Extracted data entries
--------------------

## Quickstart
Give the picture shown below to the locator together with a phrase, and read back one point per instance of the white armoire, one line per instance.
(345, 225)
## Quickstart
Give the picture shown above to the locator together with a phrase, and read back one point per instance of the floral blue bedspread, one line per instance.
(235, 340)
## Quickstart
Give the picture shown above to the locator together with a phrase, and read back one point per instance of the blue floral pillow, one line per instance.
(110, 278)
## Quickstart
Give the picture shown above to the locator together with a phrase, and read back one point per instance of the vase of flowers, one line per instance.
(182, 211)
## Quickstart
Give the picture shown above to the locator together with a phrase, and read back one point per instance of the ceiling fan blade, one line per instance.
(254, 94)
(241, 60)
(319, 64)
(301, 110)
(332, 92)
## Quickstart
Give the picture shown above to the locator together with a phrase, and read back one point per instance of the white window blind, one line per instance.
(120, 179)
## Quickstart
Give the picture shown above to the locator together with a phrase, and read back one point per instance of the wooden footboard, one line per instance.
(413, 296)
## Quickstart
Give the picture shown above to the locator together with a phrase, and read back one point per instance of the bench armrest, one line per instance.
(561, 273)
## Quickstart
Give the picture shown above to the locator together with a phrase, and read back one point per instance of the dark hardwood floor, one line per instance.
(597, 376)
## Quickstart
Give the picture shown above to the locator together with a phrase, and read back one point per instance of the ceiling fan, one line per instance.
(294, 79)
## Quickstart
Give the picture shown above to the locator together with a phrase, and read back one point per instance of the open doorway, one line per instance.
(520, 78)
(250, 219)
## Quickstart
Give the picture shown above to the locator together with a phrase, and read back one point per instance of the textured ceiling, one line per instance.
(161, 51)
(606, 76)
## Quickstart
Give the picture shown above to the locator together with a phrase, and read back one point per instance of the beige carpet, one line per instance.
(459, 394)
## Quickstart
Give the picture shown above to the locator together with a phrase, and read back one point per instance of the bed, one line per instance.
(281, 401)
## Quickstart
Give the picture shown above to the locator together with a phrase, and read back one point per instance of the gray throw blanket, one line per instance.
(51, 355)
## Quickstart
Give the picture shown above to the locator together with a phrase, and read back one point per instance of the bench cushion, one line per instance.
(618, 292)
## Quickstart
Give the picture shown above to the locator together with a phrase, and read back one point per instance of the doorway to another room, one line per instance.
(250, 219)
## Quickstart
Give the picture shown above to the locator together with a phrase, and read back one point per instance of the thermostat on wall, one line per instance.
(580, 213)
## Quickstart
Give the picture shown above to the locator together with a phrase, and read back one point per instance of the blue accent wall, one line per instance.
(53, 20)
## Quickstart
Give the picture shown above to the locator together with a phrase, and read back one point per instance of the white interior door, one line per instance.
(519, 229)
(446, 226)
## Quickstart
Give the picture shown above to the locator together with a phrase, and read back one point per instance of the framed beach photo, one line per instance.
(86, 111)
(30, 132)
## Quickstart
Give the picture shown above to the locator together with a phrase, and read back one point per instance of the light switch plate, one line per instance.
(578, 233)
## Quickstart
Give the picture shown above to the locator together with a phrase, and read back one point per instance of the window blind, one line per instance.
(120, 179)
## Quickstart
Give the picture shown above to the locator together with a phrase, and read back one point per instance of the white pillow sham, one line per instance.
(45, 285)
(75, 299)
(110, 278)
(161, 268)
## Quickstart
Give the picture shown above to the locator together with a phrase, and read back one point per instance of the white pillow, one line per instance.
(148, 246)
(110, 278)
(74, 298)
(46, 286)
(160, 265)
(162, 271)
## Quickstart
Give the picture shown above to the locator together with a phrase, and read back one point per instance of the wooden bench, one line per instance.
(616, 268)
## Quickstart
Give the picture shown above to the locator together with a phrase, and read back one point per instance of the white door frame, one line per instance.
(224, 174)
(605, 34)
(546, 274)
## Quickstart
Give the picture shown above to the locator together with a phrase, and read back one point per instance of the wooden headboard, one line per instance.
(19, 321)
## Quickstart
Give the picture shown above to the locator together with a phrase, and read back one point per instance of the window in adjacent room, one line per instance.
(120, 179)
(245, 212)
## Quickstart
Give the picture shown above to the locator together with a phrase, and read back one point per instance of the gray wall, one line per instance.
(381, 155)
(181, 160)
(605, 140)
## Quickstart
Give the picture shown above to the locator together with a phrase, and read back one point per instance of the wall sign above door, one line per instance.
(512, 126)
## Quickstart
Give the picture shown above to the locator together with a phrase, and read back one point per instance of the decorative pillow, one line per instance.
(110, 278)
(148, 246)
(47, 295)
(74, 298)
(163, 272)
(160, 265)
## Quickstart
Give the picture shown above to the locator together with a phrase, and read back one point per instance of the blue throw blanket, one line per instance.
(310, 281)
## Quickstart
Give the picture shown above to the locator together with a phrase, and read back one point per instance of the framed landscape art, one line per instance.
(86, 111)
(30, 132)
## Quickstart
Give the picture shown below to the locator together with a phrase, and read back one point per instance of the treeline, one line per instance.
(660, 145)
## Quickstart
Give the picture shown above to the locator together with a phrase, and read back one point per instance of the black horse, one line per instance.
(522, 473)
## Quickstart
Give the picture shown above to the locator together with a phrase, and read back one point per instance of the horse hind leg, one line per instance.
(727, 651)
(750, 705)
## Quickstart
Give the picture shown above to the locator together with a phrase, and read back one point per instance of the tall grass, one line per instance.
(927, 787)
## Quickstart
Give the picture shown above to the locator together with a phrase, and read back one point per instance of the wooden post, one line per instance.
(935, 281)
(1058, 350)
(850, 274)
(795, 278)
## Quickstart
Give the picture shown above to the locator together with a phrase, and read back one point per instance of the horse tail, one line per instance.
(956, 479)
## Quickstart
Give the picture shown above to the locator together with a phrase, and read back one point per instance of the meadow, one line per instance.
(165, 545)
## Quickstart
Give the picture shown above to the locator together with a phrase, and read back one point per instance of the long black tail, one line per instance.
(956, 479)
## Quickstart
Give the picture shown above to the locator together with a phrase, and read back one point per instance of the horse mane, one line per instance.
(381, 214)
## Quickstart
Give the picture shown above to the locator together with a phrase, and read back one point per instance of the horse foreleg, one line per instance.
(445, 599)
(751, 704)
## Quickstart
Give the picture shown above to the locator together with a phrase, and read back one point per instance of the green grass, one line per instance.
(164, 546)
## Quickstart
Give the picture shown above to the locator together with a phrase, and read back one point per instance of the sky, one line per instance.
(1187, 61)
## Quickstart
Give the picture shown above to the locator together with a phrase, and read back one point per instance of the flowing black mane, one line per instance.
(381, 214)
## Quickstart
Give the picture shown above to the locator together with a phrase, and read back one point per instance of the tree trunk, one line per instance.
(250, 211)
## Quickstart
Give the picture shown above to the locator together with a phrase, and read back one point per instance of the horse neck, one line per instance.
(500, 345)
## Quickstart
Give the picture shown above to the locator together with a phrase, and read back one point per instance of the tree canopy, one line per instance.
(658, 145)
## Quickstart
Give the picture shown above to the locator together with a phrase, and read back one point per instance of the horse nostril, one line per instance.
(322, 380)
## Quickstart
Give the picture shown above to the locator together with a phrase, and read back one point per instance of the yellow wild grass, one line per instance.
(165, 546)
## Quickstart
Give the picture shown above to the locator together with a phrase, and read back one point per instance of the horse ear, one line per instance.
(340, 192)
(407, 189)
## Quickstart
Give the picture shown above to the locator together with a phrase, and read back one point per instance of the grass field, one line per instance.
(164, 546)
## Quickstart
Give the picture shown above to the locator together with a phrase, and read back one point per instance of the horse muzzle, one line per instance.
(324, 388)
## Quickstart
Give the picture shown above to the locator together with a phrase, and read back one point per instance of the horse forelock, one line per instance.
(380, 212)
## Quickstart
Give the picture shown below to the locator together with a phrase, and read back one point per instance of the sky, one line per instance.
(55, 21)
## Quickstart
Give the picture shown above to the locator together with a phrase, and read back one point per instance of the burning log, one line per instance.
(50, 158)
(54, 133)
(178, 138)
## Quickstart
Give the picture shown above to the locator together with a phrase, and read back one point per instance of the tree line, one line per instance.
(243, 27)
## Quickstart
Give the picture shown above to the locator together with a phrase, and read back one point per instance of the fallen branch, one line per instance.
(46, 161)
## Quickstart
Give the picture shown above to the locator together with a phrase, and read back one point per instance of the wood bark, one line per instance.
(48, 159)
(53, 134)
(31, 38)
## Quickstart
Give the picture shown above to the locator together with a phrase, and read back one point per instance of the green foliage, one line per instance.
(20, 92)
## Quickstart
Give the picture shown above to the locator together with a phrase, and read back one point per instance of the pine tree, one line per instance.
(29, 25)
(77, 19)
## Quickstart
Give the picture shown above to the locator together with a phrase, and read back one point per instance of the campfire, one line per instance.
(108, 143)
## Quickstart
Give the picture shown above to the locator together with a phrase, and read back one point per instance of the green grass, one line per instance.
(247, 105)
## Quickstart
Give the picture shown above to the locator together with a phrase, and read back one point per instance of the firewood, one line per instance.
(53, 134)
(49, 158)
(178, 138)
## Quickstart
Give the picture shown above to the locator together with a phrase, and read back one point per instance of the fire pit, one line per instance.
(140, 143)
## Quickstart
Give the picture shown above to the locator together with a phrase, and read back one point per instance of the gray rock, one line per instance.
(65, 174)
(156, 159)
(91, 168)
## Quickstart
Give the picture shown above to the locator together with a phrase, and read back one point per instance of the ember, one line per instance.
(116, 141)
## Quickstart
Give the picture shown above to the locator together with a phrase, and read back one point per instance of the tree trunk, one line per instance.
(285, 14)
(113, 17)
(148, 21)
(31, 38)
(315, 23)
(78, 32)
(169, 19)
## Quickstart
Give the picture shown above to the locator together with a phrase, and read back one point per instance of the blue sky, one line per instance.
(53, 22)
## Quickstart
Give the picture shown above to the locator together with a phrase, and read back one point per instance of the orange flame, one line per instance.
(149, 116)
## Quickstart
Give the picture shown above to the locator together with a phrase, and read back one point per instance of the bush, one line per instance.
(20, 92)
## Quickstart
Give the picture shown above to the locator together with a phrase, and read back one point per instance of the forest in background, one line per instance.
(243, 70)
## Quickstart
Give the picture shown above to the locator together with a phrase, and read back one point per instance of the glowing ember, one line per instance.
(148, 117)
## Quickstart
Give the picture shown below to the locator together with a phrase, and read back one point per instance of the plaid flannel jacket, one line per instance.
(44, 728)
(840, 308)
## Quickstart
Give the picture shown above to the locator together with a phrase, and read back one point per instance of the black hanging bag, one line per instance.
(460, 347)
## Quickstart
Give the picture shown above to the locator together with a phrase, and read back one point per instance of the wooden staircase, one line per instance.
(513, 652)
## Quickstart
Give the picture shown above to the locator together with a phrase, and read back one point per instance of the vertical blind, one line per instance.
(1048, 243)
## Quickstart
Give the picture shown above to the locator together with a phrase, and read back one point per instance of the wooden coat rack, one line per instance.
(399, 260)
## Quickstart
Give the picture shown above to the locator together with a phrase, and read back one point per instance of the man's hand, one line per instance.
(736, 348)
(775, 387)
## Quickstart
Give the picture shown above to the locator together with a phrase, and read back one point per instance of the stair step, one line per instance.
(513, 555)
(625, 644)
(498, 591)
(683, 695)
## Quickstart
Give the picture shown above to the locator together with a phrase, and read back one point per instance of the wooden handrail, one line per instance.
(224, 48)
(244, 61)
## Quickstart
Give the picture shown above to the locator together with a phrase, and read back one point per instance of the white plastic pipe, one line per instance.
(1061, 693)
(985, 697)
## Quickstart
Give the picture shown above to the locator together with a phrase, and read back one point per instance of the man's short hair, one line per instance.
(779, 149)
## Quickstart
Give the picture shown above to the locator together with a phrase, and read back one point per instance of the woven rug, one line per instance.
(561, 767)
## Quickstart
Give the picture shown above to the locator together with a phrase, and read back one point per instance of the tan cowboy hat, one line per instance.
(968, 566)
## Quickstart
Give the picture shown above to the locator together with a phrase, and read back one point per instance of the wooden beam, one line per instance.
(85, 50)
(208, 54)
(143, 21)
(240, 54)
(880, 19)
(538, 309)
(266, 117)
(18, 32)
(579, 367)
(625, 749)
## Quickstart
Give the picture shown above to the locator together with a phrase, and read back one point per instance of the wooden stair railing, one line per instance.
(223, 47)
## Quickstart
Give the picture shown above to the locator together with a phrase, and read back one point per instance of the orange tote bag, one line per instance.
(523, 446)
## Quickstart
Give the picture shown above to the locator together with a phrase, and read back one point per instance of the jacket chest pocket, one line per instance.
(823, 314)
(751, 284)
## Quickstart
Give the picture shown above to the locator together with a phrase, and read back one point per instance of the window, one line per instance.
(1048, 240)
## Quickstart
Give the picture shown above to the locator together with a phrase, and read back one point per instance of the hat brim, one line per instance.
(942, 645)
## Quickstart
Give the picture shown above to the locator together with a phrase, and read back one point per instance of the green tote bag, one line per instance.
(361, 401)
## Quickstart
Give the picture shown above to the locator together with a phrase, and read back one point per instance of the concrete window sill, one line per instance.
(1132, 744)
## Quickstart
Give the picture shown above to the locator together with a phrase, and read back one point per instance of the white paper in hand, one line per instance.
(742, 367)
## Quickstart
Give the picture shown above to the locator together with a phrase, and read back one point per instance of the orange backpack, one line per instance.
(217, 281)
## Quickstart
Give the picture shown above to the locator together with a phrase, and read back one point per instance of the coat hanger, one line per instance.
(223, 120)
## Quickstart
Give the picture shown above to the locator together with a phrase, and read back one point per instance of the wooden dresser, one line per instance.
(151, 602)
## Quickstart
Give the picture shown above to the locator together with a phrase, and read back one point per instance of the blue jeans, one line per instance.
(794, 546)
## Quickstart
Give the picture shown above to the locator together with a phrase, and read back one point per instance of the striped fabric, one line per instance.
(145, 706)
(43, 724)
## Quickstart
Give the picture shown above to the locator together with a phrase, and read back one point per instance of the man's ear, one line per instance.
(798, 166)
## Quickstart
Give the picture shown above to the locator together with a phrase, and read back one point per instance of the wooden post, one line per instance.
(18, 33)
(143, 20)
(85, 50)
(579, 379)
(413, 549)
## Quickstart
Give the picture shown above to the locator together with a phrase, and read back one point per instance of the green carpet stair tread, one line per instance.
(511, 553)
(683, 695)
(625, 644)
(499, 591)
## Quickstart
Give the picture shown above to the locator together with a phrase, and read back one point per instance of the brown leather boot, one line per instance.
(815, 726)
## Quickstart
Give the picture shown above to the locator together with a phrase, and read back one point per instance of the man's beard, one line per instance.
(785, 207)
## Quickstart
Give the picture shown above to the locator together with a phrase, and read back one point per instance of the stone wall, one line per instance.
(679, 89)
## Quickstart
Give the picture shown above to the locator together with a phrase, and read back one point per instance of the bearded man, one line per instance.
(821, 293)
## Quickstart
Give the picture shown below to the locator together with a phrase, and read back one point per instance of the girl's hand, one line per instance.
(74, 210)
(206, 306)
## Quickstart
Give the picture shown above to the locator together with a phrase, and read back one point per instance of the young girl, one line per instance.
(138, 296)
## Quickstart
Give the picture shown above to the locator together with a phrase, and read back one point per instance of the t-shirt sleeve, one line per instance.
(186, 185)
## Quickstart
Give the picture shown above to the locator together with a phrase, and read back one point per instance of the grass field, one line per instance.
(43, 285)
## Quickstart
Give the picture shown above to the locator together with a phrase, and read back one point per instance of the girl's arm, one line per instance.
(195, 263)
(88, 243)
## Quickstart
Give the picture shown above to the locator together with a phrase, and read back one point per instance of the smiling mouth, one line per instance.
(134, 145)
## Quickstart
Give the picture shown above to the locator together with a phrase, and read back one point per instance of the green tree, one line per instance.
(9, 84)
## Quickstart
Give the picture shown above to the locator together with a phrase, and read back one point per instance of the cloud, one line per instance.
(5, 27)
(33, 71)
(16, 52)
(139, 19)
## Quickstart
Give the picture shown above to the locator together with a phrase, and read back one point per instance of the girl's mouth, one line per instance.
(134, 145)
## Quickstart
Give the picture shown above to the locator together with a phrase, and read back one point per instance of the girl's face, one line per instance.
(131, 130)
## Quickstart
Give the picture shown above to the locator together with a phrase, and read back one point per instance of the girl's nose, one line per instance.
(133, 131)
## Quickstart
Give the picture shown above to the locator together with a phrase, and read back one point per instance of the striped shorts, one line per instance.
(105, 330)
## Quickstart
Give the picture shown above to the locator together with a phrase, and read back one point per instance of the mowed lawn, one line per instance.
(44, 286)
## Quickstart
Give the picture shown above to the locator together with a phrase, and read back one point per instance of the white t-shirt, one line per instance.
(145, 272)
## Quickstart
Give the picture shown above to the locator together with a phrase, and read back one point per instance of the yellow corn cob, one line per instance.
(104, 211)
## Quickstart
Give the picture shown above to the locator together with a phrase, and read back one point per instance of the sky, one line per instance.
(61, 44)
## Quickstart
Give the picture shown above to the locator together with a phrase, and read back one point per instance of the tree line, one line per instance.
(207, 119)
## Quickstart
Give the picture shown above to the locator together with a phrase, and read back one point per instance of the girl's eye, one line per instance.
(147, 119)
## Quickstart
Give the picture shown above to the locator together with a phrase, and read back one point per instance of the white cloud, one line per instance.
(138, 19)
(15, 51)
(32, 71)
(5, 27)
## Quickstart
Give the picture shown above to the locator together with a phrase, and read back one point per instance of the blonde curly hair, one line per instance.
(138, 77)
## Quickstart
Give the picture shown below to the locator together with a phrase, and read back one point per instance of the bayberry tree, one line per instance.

--------------------

*Exercise*.
Which lines of the data above contain the word "blind"? Identify every such line and copy it in full, treating case as significant.

*Response for this exercise*.
Give the picture shown above to the locator together with a phrase, and read back one point per instance of the white window blind, one line per instance.
Give the picture shown above to the locator together with a phrase, and read back one point per instance of the window blind, one line per instance.
Give the picture shown above to the locator together with a phrase, and read back one point per instance of the vertical blind, one line per instance.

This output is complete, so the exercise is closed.